## Task statement
Please output the material from the line with "Audit check: the smaller" up to and including the line with "[224,377,256,399]" as a Markdown table with the columns Row and Line, leaving out any blank lines. Include no other lines.

## Entries shown
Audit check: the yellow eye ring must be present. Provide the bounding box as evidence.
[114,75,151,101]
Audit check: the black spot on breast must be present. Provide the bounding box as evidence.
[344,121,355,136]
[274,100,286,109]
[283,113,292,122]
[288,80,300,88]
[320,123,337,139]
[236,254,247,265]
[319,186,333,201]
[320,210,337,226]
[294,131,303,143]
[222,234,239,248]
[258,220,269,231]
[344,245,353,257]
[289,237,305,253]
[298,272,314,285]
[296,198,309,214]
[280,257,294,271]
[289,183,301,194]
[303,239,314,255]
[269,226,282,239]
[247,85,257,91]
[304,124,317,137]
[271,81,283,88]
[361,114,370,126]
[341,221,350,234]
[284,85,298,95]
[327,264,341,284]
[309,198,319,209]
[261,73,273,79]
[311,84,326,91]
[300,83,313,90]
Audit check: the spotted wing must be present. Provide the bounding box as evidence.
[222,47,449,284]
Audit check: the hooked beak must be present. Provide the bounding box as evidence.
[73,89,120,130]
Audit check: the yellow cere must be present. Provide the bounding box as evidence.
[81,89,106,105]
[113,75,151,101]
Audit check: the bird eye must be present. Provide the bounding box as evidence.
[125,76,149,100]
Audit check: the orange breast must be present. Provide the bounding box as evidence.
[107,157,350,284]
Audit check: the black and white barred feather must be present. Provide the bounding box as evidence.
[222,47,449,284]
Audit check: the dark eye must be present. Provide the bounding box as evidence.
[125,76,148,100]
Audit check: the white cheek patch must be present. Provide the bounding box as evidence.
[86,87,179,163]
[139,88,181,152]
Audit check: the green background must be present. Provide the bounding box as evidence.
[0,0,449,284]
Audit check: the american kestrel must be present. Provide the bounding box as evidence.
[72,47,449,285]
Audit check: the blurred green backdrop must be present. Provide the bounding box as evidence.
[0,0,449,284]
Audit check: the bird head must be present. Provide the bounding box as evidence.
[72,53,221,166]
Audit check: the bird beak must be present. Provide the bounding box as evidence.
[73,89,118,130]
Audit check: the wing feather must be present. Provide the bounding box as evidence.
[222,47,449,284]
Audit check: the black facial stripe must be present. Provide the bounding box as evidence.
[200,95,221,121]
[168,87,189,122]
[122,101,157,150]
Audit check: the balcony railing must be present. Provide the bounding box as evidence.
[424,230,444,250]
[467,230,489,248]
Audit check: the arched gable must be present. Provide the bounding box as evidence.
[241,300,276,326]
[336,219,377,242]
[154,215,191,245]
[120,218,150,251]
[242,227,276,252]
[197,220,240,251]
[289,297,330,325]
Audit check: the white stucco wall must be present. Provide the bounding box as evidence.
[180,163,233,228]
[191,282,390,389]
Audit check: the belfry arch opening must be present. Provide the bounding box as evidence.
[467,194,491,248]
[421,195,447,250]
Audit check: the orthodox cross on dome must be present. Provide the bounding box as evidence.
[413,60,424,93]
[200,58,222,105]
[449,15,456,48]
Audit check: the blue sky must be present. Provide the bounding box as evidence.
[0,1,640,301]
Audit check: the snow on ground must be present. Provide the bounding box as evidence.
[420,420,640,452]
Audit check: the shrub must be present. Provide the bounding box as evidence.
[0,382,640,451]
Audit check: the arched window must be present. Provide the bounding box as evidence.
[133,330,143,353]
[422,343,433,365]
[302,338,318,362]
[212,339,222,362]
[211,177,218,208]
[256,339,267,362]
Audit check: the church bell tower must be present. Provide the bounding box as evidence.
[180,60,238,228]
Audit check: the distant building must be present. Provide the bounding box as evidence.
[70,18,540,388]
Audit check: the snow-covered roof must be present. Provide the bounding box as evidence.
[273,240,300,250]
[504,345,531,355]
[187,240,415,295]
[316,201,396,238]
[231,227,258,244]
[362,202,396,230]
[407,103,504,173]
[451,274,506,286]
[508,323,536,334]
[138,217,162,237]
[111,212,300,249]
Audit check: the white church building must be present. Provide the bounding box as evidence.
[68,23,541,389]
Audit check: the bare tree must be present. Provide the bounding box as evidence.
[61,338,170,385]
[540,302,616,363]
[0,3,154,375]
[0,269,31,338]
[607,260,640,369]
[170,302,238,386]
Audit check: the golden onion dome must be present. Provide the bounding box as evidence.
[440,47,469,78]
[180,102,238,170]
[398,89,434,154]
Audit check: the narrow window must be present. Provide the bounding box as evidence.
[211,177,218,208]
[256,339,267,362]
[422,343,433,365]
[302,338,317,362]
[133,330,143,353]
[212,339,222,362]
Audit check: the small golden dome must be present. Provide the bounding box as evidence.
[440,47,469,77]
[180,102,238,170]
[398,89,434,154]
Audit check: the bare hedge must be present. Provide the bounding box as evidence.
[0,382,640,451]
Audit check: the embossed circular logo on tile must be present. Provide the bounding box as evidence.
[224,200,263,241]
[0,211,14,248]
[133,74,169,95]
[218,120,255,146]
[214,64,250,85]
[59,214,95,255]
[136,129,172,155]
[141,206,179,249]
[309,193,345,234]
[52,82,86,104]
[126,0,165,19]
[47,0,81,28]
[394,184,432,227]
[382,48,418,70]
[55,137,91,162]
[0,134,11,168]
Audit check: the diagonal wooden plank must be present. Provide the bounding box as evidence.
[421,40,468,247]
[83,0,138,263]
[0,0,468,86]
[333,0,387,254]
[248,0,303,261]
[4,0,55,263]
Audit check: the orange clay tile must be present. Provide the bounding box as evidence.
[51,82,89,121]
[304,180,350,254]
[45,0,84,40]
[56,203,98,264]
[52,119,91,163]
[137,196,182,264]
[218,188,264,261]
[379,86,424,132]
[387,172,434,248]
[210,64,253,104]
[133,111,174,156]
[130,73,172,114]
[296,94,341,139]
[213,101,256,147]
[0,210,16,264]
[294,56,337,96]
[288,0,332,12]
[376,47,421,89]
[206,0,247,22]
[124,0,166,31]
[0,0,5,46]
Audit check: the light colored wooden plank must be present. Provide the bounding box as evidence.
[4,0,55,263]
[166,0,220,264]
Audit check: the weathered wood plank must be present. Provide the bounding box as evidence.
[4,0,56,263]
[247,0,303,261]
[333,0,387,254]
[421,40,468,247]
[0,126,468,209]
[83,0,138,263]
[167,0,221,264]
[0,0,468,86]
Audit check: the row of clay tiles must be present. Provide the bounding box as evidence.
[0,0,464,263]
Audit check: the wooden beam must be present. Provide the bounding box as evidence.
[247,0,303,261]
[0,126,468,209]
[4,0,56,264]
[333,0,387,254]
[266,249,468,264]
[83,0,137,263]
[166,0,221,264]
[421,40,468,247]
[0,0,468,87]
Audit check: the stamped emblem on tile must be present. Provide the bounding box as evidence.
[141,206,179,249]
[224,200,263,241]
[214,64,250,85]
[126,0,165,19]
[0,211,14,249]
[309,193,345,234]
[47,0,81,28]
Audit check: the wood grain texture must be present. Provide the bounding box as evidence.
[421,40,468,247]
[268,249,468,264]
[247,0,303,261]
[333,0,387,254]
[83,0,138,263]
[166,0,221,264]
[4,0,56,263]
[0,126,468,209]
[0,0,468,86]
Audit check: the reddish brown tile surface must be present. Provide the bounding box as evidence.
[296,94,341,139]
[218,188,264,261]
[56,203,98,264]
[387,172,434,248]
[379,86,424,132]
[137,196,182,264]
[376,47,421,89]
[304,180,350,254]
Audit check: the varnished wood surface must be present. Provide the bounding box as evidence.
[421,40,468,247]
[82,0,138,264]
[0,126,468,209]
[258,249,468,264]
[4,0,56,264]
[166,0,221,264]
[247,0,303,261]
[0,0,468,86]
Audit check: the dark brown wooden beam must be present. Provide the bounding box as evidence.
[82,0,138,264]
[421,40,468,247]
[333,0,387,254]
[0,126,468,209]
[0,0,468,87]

---

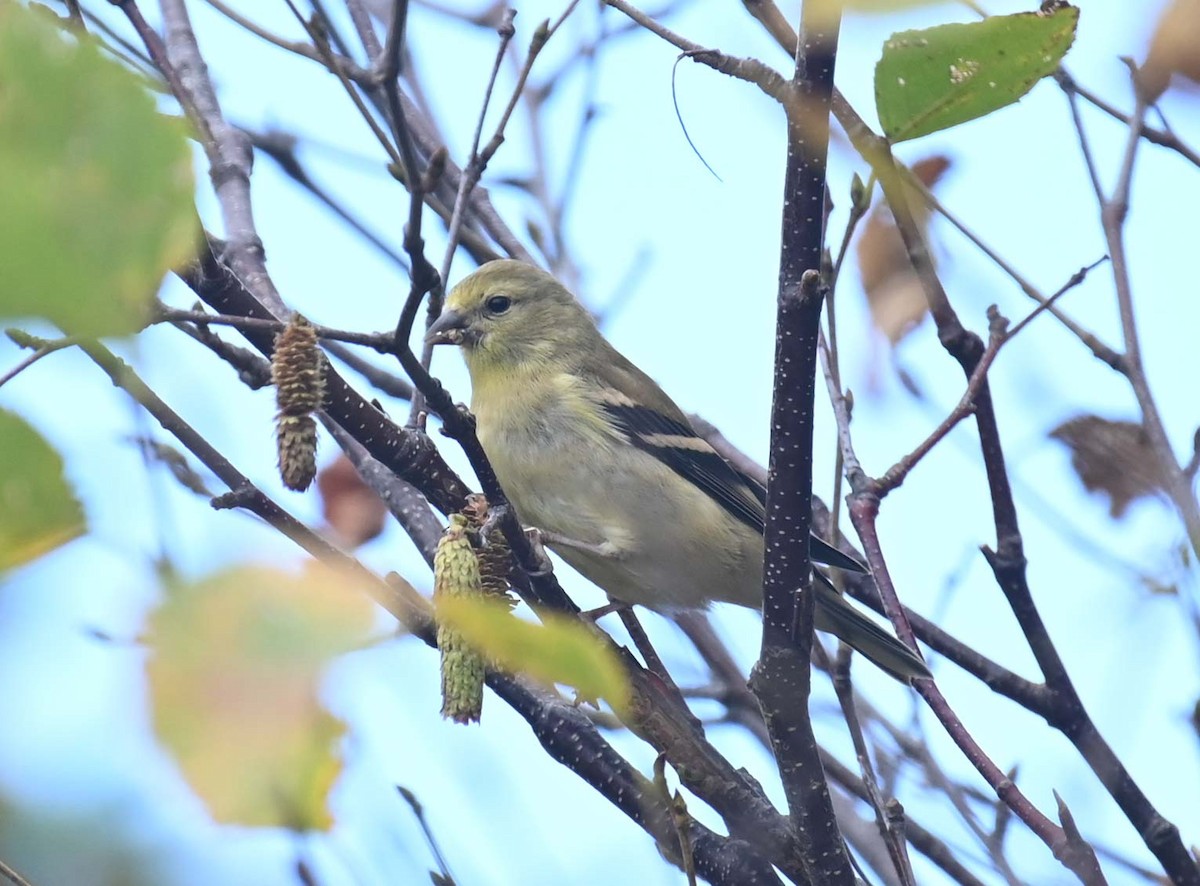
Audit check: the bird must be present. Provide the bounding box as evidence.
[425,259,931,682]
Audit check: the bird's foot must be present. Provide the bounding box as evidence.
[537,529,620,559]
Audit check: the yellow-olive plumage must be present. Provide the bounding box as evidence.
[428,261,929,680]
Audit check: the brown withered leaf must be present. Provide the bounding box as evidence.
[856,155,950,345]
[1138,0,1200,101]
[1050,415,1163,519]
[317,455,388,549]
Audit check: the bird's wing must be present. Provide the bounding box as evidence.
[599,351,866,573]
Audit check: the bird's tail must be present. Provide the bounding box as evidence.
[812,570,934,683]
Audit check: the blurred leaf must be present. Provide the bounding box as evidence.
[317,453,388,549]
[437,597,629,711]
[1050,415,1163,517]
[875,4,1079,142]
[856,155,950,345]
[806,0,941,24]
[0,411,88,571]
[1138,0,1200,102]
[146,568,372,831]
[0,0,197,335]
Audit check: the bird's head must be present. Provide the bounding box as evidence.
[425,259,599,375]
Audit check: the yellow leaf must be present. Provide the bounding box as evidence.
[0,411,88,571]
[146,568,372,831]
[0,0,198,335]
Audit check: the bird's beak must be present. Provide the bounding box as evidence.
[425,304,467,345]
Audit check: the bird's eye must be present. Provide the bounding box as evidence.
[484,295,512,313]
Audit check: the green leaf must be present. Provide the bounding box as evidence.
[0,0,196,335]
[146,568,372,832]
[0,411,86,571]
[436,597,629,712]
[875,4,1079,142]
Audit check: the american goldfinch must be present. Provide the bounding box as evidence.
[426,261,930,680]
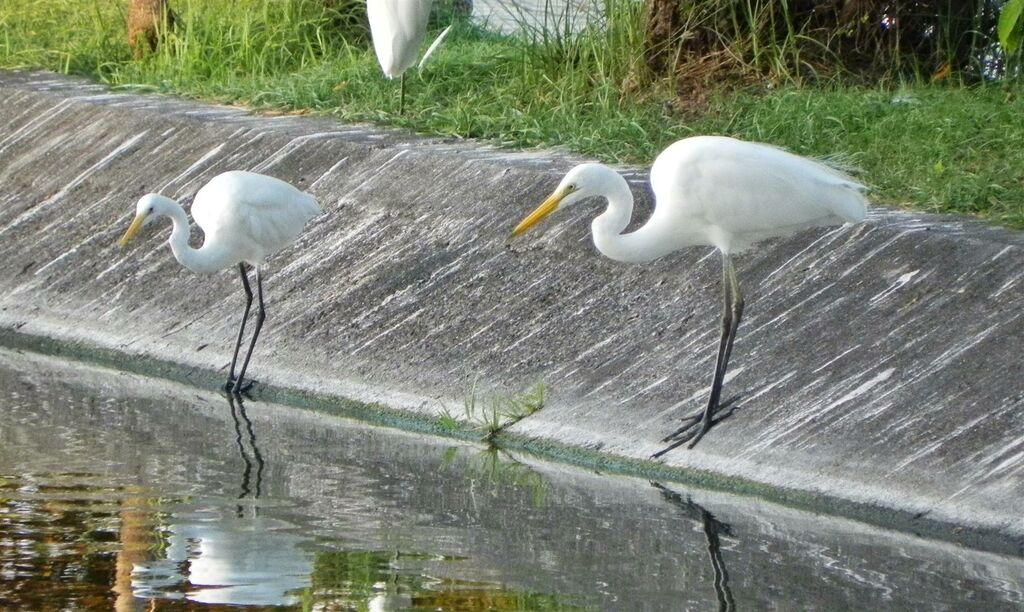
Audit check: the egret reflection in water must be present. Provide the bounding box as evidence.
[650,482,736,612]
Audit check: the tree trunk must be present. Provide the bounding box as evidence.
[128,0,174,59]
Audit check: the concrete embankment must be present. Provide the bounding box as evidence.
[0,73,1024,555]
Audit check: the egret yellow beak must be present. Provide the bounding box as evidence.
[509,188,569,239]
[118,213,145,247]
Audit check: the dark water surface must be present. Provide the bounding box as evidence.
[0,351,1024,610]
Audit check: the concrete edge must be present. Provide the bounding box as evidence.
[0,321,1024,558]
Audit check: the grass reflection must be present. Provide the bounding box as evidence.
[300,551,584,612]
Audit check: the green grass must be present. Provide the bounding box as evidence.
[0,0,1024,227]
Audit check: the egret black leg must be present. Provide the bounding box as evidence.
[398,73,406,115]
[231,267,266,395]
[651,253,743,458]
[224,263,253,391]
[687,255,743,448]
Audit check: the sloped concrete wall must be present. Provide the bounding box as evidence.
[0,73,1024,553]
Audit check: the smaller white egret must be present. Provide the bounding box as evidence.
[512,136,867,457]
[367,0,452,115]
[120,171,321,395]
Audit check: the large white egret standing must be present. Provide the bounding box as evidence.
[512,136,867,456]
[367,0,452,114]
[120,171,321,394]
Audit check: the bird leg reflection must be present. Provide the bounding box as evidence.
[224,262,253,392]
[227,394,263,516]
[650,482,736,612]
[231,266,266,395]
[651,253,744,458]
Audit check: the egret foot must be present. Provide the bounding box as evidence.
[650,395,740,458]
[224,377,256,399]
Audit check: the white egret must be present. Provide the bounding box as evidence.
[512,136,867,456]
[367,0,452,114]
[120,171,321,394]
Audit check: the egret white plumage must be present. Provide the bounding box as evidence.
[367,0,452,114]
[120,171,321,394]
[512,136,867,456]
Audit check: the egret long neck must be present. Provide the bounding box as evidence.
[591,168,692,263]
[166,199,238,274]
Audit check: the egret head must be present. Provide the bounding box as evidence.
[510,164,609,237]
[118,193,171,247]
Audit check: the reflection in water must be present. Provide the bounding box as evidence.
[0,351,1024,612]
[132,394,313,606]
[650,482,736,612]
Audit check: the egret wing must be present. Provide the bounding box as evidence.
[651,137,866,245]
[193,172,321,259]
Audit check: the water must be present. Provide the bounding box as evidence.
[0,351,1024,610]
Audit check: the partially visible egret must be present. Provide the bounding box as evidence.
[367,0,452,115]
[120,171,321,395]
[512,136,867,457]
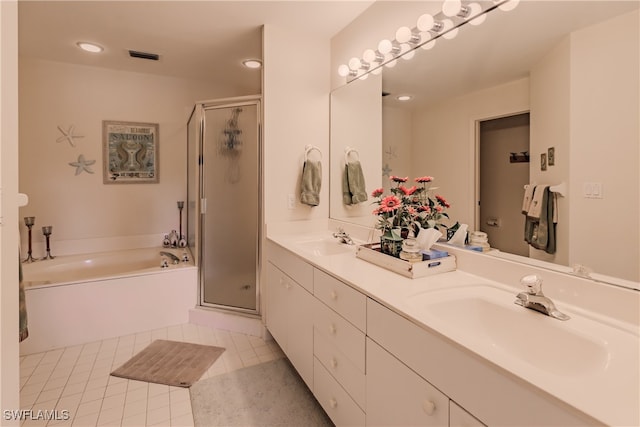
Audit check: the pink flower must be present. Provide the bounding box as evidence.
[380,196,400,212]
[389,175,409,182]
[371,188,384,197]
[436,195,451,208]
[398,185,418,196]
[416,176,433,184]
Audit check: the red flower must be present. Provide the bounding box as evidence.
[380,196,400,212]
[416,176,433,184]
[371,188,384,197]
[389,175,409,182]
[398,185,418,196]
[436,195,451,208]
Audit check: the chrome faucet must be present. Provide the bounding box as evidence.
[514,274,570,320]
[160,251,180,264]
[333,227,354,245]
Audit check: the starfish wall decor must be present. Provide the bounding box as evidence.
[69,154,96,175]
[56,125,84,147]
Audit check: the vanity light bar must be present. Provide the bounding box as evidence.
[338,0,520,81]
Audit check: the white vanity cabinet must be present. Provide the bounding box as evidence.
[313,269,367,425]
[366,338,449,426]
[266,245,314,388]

---

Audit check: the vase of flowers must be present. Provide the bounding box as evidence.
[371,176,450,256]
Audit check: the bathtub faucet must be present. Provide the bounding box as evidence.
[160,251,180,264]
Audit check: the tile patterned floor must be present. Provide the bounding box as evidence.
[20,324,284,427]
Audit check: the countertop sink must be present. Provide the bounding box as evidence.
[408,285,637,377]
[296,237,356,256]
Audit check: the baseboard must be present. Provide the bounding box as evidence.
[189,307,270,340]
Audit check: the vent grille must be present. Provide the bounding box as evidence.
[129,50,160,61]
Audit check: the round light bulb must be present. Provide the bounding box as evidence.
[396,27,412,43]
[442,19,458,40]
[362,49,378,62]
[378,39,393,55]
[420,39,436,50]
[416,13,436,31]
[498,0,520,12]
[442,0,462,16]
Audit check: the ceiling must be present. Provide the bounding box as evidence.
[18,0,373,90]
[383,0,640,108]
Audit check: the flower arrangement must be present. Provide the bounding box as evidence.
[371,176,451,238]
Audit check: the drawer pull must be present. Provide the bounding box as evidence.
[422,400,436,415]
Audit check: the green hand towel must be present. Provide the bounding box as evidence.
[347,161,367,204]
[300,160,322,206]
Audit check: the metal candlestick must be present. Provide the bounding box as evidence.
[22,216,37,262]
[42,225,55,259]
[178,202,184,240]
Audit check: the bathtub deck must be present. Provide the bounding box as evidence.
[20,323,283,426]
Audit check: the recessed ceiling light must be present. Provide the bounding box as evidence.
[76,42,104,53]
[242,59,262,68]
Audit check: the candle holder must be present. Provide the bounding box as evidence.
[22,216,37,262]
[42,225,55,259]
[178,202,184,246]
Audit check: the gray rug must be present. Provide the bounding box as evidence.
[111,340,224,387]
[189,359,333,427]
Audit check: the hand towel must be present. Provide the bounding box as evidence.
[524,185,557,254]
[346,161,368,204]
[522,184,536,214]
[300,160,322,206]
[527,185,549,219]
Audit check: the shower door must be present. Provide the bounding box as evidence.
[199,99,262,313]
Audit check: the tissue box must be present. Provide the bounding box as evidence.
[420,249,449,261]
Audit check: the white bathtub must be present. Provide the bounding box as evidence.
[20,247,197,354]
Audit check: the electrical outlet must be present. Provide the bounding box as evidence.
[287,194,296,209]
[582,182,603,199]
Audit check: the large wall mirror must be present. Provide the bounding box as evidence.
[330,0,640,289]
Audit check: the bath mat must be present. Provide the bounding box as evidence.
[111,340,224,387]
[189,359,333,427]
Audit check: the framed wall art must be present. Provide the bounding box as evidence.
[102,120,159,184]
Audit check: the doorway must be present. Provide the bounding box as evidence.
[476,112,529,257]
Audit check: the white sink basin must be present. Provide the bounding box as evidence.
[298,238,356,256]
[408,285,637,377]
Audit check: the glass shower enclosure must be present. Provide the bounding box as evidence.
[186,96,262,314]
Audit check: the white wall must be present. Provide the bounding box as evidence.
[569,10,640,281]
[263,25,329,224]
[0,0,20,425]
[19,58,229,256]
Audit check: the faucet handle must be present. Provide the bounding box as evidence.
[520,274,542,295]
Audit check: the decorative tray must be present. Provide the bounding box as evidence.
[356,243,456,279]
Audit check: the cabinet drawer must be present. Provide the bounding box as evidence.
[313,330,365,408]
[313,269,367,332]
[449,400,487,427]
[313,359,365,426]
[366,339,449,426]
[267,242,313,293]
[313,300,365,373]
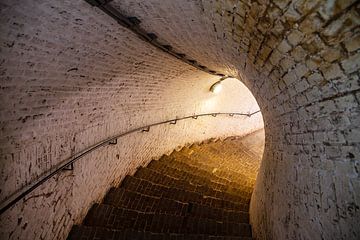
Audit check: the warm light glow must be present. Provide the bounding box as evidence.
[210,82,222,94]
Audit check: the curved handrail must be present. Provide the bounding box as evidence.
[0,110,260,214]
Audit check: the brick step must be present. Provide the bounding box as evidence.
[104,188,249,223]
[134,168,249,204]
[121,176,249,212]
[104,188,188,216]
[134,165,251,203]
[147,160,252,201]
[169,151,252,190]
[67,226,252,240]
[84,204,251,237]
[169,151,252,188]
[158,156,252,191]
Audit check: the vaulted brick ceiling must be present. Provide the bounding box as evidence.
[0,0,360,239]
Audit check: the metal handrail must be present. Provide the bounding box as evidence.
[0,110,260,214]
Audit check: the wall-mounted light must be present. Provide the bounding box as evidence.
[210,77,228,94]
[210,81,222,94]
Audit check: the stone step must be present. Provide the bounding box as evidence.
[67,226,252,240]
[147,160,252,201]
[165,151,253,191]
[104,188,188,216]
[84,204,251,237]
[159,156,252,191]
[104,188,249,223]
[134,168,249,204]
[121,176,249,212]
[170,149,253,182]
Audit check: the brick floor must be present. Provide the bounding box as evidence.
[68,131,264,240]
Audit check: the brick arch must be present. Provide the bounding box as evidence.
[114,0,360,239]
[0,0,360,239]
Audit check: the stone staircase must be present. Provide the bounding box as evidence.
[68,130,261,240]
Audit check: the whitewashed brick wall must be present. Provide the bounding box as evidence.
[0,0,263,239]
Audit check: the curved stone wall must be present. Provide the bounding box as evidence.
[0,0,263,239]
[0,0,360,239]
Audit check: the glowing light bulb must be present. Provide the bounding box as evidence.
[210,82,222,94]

## Solution for this task
| Row | Line |
|---|---|
| 1 | Audit check: the smaller white egret must be present. Provide the bounding box as evidence. |
| 2 | [512,136,867,457] |
| 3 | [367,0,452,115] |
| 4 | [120,171,321,395] |
| 5 | Audit check: the large white egret standing must be present. Provide the bounding box as evidence. |
| 6 | [512,136,867,456] |
| 7 | [367,0,452,114] |
| 8 | [120,171,321,394] |
| 9 | Audit check: the bird leg reflection must be present. Provide the bounding box as evidence. |
| 10 | [224,262,253,392] |
| 11 | [227,394,263,516] |
| 12 | [650,482,736,612] |
| 13 | [231,266,266,395] |
| 14 | [651,253,744,458] |
| 15 | Audit check: the egret foot must be present. Provide the bounding box as evidence. |
| 16 | [650,395,740,458] |
| 17 | [224,377,256,399] |